| Task requirements |
Retype the material below word for word, keeping every line in its original order.

Excerpts from a location annotation dataset
*-*-*

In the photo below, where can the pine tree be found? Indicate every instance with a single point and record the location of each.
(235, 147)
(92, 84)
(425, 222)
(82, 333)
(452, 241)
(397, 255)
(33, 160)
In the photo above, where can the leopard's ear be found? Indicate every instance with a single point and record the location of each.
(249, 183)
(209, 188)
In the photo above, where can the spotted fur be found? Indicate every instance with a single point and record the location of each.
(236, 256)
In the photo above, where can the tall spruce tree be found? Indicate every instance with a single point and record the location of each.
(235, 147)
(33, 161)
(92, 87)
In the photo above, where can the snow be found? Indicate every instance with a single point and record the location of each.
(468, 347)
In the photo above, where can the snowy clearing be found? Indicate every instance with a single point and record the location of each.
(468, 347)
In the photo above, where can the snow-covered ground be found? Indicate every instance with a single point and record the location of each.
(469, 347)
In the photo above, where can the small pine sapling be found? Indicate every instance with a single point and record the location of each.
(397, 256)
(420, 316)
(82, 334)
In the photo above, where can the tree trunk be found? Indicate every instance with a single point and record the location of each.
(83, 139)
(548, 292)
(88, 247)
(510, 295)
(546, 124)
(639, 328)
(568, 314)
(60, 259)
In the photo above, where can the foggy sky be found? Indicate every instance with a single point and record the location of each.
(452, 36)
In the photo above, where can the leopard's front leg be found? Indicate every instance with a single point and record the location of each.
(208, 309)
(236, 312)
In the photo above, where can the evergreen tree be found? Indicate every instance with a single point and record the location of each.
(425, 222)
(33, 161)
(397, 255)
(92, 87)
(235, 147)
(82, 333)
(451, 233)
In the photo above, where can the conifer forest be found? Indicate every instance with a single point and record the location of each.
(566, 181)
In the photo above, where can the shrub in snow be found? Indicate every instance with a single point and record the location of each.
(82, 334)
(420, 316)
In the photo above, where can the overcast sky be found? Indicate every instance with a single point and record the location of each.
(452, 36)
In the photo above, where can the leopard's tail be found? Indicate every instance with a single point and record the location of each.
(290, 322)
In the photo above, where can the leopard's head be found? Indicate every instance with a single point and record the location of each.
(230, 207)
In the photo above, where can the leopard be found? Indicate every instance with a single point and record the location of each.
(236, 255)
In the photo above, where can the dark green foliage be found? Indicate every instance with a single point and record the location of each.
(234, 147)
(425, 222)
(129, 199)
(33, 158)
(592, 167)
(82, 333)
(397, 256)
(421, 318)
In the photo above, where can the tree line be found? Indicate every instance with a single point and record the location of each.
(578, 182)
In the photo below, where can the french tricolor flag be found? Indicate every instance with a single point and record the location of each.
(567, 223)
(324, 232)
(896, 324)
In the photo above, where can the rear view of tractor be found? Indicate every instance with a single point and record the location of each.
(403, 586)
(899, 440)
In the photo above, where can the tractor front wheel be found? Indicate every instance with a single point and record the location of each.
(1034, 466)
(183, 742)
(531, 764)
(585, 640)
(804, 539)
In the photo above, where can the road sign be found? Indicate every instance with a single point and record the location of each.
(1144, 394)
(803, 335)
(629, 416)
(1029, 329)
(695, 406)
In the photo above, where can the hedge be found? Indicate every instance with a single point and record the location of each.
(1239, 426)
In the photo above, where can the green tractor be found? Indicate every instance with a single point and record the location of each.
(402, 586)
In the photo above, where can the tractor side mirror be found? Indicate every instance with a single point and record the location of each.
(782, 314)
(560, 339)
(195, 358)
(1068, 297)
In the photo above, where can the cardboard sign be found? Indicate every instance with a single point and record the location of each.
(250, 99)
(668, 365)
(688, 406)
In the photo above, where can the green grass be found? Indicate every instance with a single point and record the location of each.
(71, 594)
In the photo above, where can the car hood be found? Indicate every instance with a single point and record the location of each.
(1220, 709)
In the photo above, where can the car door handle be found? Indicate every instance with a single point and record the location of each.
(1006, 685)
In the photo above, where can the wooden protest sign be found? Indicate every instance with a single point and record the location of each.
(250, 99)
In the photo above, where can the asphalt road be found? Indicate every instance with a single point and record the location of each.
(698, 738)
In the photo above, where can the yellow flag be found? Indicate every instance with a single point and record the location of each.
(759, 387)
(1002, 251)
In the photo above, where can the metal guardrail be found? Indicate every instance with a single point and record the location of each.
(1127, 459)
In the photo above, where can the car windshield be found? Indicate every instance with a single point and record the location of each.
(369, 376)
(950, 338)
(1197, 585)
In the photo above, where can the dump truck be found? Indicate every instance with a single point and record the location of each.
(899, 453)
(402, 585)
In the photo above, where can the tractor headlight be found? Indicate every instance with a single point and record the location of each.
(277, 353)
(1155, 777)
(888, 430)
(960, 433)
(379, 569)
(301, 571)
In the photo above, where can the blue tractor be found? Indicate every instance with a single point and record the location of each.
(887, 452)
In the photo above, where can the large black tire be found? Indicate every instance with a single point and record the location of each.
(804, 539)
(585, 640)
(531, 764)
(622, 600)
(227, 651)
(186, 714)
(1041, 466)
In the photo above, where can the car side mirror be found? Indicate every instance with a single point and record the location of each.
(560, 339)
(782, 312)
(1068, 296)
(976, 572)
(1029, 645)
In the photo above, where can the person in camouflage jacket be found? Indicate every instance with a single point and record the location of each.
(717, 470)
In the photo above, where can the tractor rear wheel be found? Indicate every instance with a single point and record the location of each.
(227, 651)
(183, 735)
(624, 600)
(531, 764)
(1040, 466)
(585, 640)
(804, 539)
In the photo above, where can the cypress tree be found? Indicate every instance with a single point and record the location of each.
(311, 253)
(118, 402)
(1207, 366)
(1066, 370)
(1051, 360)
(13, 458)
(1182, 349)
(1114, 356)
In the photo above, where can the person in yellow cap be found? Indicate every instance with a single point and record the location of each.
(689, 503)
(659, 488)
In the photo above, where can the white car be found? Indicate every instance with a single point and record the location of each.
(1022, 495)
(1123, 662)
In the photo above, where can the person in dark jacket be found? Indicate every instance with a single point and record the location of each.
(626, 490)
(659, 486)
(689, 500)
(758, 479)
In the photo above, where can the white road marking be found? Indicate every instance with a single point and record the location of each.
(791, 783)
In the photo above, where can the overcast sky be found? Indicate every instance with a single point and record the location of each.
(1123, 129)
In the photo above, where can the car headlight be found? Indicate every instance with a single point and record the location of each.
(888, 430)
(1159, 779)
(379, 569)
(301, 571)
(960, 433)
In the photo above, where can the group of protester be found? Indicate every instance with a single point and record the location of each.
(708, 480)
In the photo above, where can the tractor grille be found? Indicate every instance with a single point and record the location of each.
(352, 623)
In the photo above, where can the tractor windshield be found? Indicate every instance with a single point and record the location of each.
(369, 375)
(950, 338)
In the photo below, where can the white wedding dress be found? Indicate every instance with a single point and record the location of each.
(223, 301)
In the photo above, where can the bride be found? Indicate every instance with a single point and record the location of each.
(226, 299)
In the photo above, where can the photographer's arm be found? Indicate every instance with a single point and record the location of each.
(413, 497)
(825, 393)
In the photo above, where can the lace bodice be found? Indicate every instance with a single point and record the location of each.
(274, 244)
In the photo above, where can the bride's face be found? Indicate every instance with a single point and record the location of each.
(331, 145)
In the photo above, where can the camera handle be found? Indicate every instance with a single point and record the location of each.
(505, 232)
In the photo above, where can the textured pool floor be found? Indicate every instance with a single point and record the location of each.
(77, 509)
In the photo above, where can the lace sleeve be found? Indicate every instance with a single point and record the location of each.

*-*-*

| Correct output |
In the photo below, where can the pine tree be found? Indicate every instance with a single point and record the location of each.
(235, 147)
(92, 84)
(425, 222)
(82, 333)
(452, 241)
(397, 255)
(33, 160)
In the photo above, where can the leopard's ear be found? Indicate every instance with a single point and record the location of each.
(249, 183)
(209, 188)
In the photo above, where can the spotted fur be found? Indicate every instance with a single point and record the location of each.
(236, 256)
In the photo above, where can the tall spruce tree be found? Indicate every instance with a single point and record the location of each.
(235, 147)
(33, 161)
(92, 87)
In the photo above, where can the snow be found? Indicate every instance with a single point and record the location of each.
(468, 347)
In the photo above, where can the snowy clearing be found? Indicate every instance with a single point and record the location of each.
(468, 347)
In the photo above, where can the snow-covered ground be found? Indicate every instance with a single point and record the location of each.
(469, 347)
In the photo above, where can the small pine sapling be found? Indicate every instance with a single point and record the location of each.
(397, 256)
(420, 316)
(82, 334)
In the photo above, where can the tree trunk be found? Indicate every instance with a single point and record the location of each.
(83, 139)
(548, 292)
(88, 247)
(510, 295)
(546, 124)
(639, 328)
(568, 314)
(60, 259)
In the photo above, where can the foggy sky be found? Indicate every instance with a single point and record the location of each.
(452, 36)
In the photo above, where can the leopard's front leg be found? Indicate every instance with a single point and record the location of each.
(208, 309)
(236, 312)
In the photo above, where can the evergreen tree be found? Indicate every instance with a single point and record the location of each.
(425, 222)
(33, 161)
(397, 255)
(92, 87)
(235, 147)
(82, 333)
(451, 233)
In the photo above, where can the conifer forest be found? Indicate every instance with a single point and record the location of each.
(566, 181)
In the photo above, where can the shrub in snow be found? Indicate every instance with a single point and record the location of each.
(82, 334)
(420, 316)
In the photo above, where can the overcast sky be found? Indicate every instance with a single point and record the location of each.
(452, 36)
In the photo above, where can the leopard's tail be found? Indicate every instance with a single point and record the location of each.
(290, 322)
In the photo above, where can the leopard's head be found? Indicate every instance with a single point and record the location of each.
(230, 207)
In the photo above, where can the leopard be found? Indicate every instance with a single point and record the location of each.
(236, 255)
In the photo above, where can the dark green foliage be found? Indicate every instance with a single point and record the location of each.
(234, 147)
(425, 222)
(129, 199)
(33, 158)
(592, 167)
(82, 333)
(397, 256)
(421, 318)
In the photo above, where can the tree line be found? Indicate every instance with a single point and record the location of each.
(578, 182)
In the photo below, where can the french tricolor flag be found? Indicate every instance with a single point and record the location of each.
(567, 223)
(324, 232)
(896, 324)
In the photo above, where can the rear view of tractor be found? Indicate every instance with a single point and record the location of each.
(403, 586)
(899, 440)
In the photo above, where can the tractor front wheel be found? Indicate every instance with a single point and record the location of each.
(1034, 466)
(183, 742)
(531, 764)
(585, 640)
(804, 539)
In the photo above, where can the road sign be found? Indicate every instance with a single point and record the location of each.
(1144, 394)
(803, 335)
(629, 416)
(1029, 329)
(695, 406)
In the photo above, where can the hedge be found? Indicate every instance with a single point and record the location of each.
(1239, 426)
In the photo above, where can the green tractor be found? Indicate every instance with a single point and record the location of each.
(402, 586)
In the photo above, where can the tractor side mirror be found? Indicate every instance with a single point and record the location of each.
(782, 314)
(560, 339)
(195, 358)
(1068, 297)
In the photo above, where can the cardboard sign be found? Indicate every instance with a single point and record the location of each.
(250, 99)
(668, 365)
(688, 406)
In the photo above, where can the green grass be found? Indicate every instance with a single point and record the location of each.
(71, 594)
In the photo above, where can the car hood be found? Indicate every instance with a single point and record the location of each.
(1220, 709)
In the photo above, where can the car door handle be found? Indicate every instance with a single point and record the location of each.
(1006, 685)
In the photo above, where can the wooden protest sign be found? Indicate every instance with a single point and record the location of each.
(250, 99)
In the photo above, where can the asphalt road be found? Indicate every instance with a single point and record the location of each.
(698, 738)
In the photo above, where can the yellow flag be found? Indicate every instance with a single point and record the location of each.
(759, 387)
(1002, 251)
In the photo above, where can the metal guardrail be found? Indicate every instance with a single point and record the location of each.
(1127, 459)
In the photo above, where can the car windshield be found? Indicate every instance with a single point and record the location of each.
(369, 376)
(950, 338)
(1197, 585)
In the photo above, where can the dump truck be found? Indicate every instance with a single point and record the location of each.
(899, 453)
(402, 585)
In the photo above, where can the tractor headlight be found? Indicate every instance with a single point and record the location of each.
(277, 353)
(1155, 777)
(888, 430)
(960, 433)
(379, 569)
(301, 571)
In the photo above, where can the blue tractor be found? Indicate every instance with a single point and record the location of each.
(887, 452)
In the photo above, where can the large black tire be found? Indicate every instance with a single point and record the location of each.
(804, 539)
(585, 640)
(531, 764)
(622, 600)
(227, 651)
(186, 714)
(1041, 466)
In the photo above, where can the car side mirror be found? Indicate every instance with a single point and record the location of each.
(560, 339)
(782, 312)
(1068, 296)
(976, 572)
(1029, 645)
In the photo above, where can the person in camouflage jacket be found? Indicate every instance with a single point and record the location of each.
(717, 470)
In the photo above, where can the tractor rear wheel be found? Indicate every instance with a single point and record the location of each.
(227, 651)
(183, 735)
(624, 600)
(531, 764)
(1040, 466)
(585, 640)
(804, 539)
In the photo above, where can the cypress tree be found? Indicate every instance with a single point and record the location of each.
(311, 253)
(118, 402)
(1207, 366)
(1066, 370)
(1051, 360)
(13, 458)
(1182, 349)
(1114, 356)
In the photo above, where can the person in yellow cap be found? Indicate every instance with a single point and record the location of each.
(689, 503)
(659, 488)
In the photo above, where can the white car be found? Indicate every instance with a single point and record the location of each.
(1022, 495)
(1123, 662)
In the photo above, where can the person in dark jacket be found? Indicate every instance with a single point and record the location of each.
(626, 490)
(659, 486)
(689, 500)
(758, 479)
In the photo above, where can the white road marking be found? Indicate every instance with a single point and record the location of each.
(791, 783)
In the photo above, where can the overcast sky be found? Indicate every instance with a single point and record the location of each.
(1123, 129)
In the photo above, where can the car headlight be found? Indicate every instance with a single point and record the location of each.
(888, 430)
(1159, 779)
(379, 569)
(301, 571)
(960, 433)
In the photo above, where can the group of protester be found? Indicate every instance with a single point and record the location of each.
(708, 480)
In the photo above, where can the tractor grille be found? Indicate every instance with a single point and record the location of each.
(352, 623)
In the photo above, where can the tractor windshield be found? Indicate every instance with a single point and record the location of each.
(369, 375)
(950, 338)
In the photo below, where can the white wedding dress be found? Indicate every instance with a single point and record the location of each.
(223, 301)
In the photo above, where can the bride be found? Indicate every instance with a single point and record the location of each.
(226, 299)
In the photo above, where can the photographer's arm be found? Indicate every instance with a single point and record the location of each.
(413, 497)
(825, 393)
In the photo above, where can the lace bodice be found? Indicate every instance with a single point and record the location of each.
(274, 244)
In the photo above, where can the bride's face be found? Indicate every instance with a single point and record the location of each.
(331, 145)
In the photo above, where can the camera handle be found? Indicate every instance with a single point and record the location of each.
(505, 232)
In the photo above, where can the textured pool floor be found? Indicate every instance with a single point and record the location of each.
(77, 509)
In the photo above, where can the lace sleeve be found? Indicate every instance with a single point and record the location of each.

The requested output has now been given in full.